Notwithstanding paragraph (b)(2) of this section, a partnership, S 
corporation, or personal service corporation may, for its first taxable 
year beginning after December 31, 1986, if otherwise qualified, make a 
section 444 election to have a taxable year that is the same as the 
entity's last taxable year beginning in 1986. See paragraph (d)(2) of 
this section for examples that illustrate the provisions of this 
paragraph (b)(3).
    (4) Deferral period--(i) Retentions of taxable year. For a 
partnership, S corporation, or personal service corporation that desires 
to retain its taxable year by making a section 444 election, the term 
``deferral period'' means the months between the beginning of such year 
and the close of the first required taxable year (as defined in 
paragraph (a)(4) of this section). The following example illustrates the 
application of this paragraph (b)(4)(i).

    Example. AB partnership has historically used a taxable year ending 
July 31. AB desires to retain its July 31 taxable year by making a 
section 444 election for its taxable year beginning August 1, 1987.

# [Supplied material]
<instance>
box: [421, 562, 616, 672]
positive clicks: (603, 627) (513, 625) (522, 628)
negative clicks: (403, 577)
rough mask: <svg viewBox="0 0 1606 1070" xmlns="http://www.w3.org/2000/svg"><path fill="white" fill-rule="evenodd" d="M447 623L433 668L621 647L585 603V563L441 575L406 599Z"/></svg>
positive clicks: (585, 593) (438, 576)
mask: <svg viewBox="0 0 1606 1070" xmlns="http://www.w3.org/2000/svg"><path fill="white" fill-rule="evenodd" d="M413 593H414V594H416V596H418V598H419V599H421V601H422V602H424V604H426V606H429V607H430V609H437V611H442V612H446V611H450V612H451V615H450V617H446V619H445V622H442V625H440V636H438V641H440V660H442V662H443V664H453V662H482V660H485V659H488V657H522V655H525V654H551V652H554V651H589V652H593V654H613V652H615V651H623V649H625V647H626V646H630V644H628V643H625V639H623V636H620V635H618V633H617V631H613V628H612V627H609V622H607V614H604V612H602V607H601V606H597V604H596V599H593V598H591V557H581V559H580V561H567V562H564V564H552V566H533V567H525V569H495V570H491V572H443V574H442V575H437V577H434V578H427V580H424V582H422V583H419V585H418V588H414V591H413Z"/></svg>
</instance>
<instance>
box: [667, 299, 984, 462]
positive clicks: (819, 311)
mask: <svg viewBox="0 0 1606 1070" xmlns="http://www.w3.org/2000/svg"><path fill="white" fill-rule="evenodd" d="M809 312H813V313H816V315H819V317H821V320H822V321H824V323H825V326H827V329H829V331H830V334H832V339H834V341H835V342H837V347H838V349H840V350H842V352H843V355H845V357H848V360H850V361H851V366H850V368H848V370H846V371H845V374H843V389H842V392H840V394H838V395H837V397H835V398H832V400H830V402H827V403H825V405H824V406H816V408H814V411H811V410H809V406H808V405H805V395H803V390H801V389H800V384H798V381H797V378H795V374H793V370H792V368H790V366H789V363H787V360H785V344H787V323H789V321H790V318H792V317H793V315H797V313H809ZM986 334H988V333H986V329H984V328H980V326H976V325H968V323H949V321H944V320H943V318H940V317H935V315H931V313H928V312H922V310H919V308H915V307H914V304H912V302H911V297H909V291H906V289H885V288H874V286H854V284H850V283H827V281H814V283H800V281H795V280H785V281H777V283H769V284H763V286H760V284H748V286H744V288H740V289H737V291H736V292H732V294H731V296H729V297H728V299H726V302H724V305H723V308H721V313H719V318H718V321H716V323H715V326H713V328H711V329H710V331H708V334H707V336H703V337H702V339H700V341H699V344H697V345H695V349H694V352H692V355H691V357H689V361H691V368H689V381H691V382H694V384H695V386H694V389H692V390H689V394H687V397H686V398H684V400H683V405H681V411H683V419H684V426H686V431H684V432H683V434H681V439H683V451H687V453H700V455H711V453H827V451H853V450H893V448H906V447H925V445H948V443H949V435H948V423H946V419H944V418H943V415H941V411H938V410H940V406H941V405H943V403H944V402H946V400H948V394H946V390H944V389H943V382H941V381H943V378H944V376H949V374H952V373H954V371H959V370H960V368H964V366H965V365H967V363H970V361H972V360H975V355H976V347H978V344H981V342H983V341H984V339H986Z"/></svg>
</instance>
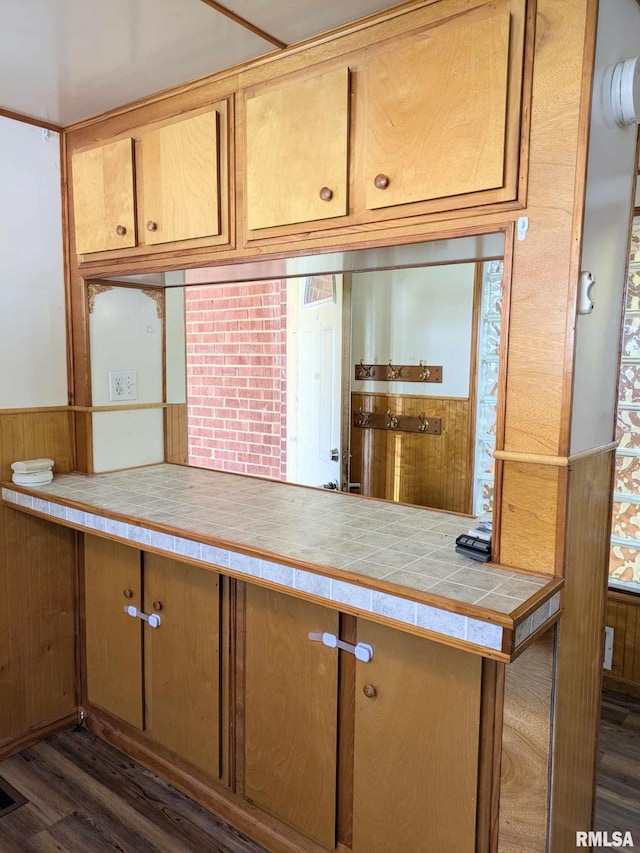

# [Task list]
1 > Can you put the rows, from their first line through the line containing "positive clicks: (585, 593) (438, 576)", into a numbered list without any blank lines?
2 > Write what follows in the passage on section 444 elections, picking up after its last sentence.

# [Expected results]
1 >
1. <instance>
2. box: [421, 562, 616, 672]
3. positive clicks: (603, 627) (513, 625) (522, 628)
4. negative clicks: (403, 577)
5. rough mask: <svg viewBox="0 0 1606 1070" xmlns="http://www.w3.org/2000/svg"><path fill="white" fill-rule="evenodd" d="M447 623L433 668L621 647L585 603V563L441 575L406 599Z"/></svg>
6. positive clicks: (585, 593) (438, 576)

2 >
Calendar year individuals, A and B, each own 50 percent of the profits 
and capital of AB; thus, under paragraph (a)(4) of this section AB's 
required taxable year is the year ending December 31. Pursuant to this 
paragraph (b)(4)(i), if AB desires to retain its year ending July 31, 
the deferral period is five months (the months between July 31 and 
December 31).

    (ii) Adoptions of and changes in taxable year--(A) In general. For a 
partnership, S corporation, or personal service corporation that desires 
to adopt or change its taxable year by making a section 444 election, 
the term ``deferral period'' means the months that occur after the end 
of the taxable year desired under section 444 and before the close of 
the required taxable year.
    (B) Special rule. If a partnership, S corporation or personal 
service corporation is using the required taxable

[[Page 33]]

year as its taxable year, the deferral period is deemed to be zero.
    (C) Examples. The provisions of this paragraph (b)(4)(ii) may be 
illustrated by the following examples.

    Example (1). Assume that CD partnership has historically used the 
calendar year and that CD's required taxable year is the calendar year.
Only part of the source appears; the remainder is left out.